Document extract ▸
════════════════

With the ninth overall draft pick, there are plenty of things that the Boston Bruins could do, but don't expect any of them to surprise you.
The Bruins, who will return the core of their Stanley Cup-winning team (and could feasibly return every member, sans Mark Recchi), don't have a lot of pressure in this year's draft; their team is already in good health with great chemistry, their system is already well-stocked, and they don't want for much in terms of draft position, with two picks in the top 40.
It's been said that Boston will probably press the button on Ryan Murphy if he's still there, but they may have some other options. Murphy could be the player Peter Chiarelli's administration has long been after - he has all the makings of an elite puck-mover who could quarterback the power play and, with Marc Savard seemingly having one foot out the door, would make Tomas Kaberle expendable. Murphy, of course, wouldn't make Kaberle passable immediately, but he may allow the Bruins to not re-sign Kaberle to a long-term deal at a high cap hit.
Nathan Beaulieu - who fills a similar need as Murphy for the Black and Gold, but could also be a strong presence 5-on-5, as his shot is stronger and more developed than Murphy's - is another good option for Boston.
If the Bruins do go for Sven Baertschi, it likely means the end of Maxim Sauve's time as the 2nd-line left wing of the future for Boston. Baertschi, whose speed and shot make him similar to Sauve, could get a look because of Sauve's inability to stay healthy and struggles to adapt to the North American game; the Bruins loved Sauve's explosiveness and his shot, but have started to waver on him because of an inability to make it through a full season.

════════════════

Records provided ▸

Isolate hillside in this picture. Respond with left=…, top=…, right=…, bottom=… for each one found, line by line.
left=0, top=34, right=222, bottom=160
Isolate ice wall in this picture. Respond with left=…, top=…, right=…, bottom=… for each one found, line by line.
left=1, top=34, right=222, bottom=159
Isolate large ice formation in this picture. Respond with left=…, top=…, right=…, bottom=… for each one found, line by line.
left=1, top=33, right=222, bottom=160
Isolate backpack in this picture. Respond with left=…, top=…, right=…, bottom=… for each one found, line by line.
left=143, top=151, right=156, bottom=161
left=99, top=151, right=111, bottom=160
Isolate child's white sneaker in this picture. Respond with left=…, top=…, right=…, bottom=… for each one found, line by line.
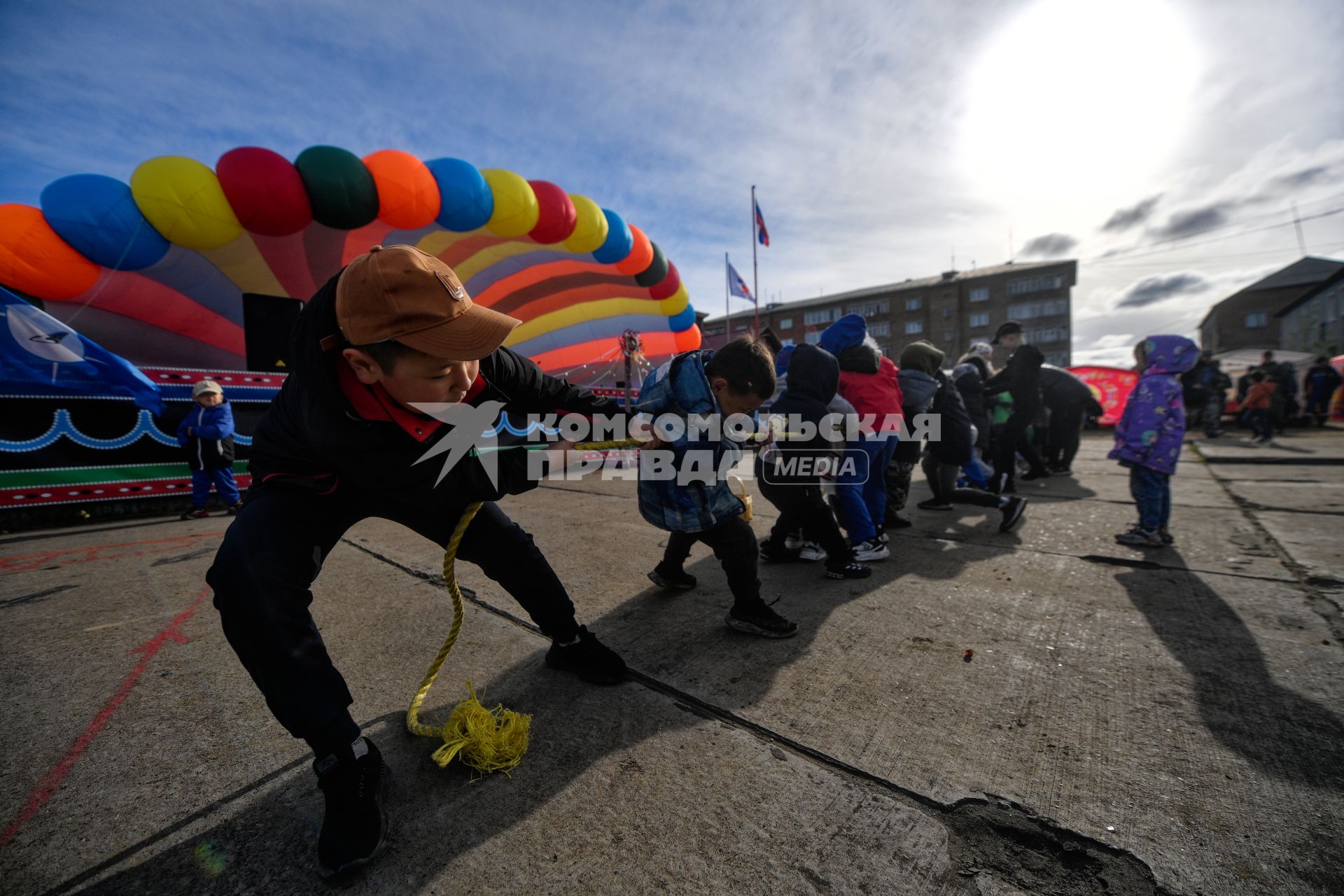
left=853, top=539, right=891, bottom=563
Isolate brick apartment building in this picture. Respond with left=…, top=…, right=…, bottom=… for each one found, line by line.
left=700, top=260, right=1078, bottom=367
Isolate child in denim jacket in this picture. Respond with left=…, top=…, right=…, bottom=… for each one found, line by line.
left=636, top=339, right=798, bottom=638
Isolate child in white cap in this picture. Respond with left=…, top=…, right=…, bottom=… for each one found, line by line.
left=177, top=380, right=244, bottom=520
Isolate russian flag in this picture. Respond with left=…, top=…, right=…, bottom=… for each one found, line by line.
left=754, top=203, right=770, bottom=246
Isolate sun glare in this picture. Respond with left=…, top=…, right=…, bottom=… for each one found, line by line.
left=961, top=0, right=1198, bottom=207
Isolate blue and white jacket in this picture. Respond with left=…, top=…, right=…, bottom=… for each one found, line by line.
left=636, top=349, right=746, bottom=532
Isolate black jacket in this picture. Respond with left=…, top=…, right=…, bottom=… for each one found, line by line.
left=985, top=345, right=1046, bottom=418
left=929, top=371, right=974, bottom=466
left=1040, top=364, right=1096, bottom=410
left=250, top=274, right=617, bottom=509
left=757, top=345, right=844, bottom=485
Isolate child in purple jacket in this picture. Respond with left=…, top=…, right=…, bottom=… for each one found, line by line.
left=1107, top=336, right=1199, bottom=548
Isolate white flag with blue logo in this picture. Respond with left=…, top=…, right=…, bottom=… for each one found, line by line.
left=0, top=289, right=167, bottom=414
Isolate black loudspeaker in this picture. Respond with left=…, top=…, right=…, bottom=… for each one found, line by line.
left=244, top=293, right=304, bottom=371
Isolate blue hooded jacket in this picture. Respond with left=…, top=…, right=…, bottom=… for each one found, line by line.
left=636, top=349, right=746, bottom=532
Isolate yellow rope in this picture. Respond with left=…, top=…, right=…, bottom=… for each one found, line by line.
left=406, top=440, right=638, bottom=774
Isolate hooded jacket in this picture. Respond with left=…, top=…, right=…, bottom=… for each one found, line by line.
left=898, top=340, right=946, bottom=416
left=929, top=371, right=974, bottom=466
left=1040, top=364, right=1097, bottom=411
left=821, top=314, right=902, bottom=433
left=177, top=399, right=234, bottom=470
left=248, top=274, right=617, bottom=512
left=985, top=345, right=1046, bottom=422
left=757, top=345, right=844, bottom=485
left=1107, top=336, right=1199, bottom=475
left=636, top=349, right=752, bottom=532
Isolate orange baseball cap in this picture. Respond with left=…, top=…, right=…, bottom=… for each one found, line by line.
left=336, top=246, right=523, bottom=361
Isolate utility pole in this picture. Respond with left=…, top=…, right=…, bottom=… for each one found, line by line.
left=1289, top=202, right=1306, bottom=258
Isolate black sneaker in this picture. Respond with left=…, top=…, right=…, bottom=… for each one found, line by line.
left=827, top=560, right=872, bottom=579
left=999, top=498, right=1027, bottom=532
left=313, top=738, right=388, bottom=878
left=761, top=540, right=802, bottom=563
left=546, top=623, right=626, bottom=685
left=723, top=598, right=798, bottom=638
left=649, top=563, right=695, bottom=591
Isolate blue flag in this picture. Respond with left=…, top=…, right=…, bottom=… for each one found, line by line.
left=0, top=288, right=167, bottom=414
left=726, top=262, right=755, bottom=305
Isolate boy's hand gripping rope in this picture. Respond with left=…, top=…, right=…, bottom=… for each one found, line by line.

════════════════

Exercise aim ▸ Reproduce word for word the part of the Bruins draft preview that opens with the words containing "Nathan Beaulieu - who" and closes with "a full season.".

Result below ▸
Nathan Beaulieu - who fills a similar need as Murphy for the Black and Gold, but could also be a strong presence 5-on-5, as his shot is stronger and more developed than Murphy's - is another good option for Boston.
If the Bruins do go for Sven Baertschi, it likely means the end of Maxim Sauve's time as the 2nd-line left wing of the future for Boston. Baertschi, whose speed and shot make him similar to Sauve, could get a look because of Sauve's inability to stay healthy and struggles to adapt to the North American game; the Bruins loved Sauve's explosiveness and his shot, but have started to waver on him because of an inability to make it through a full season.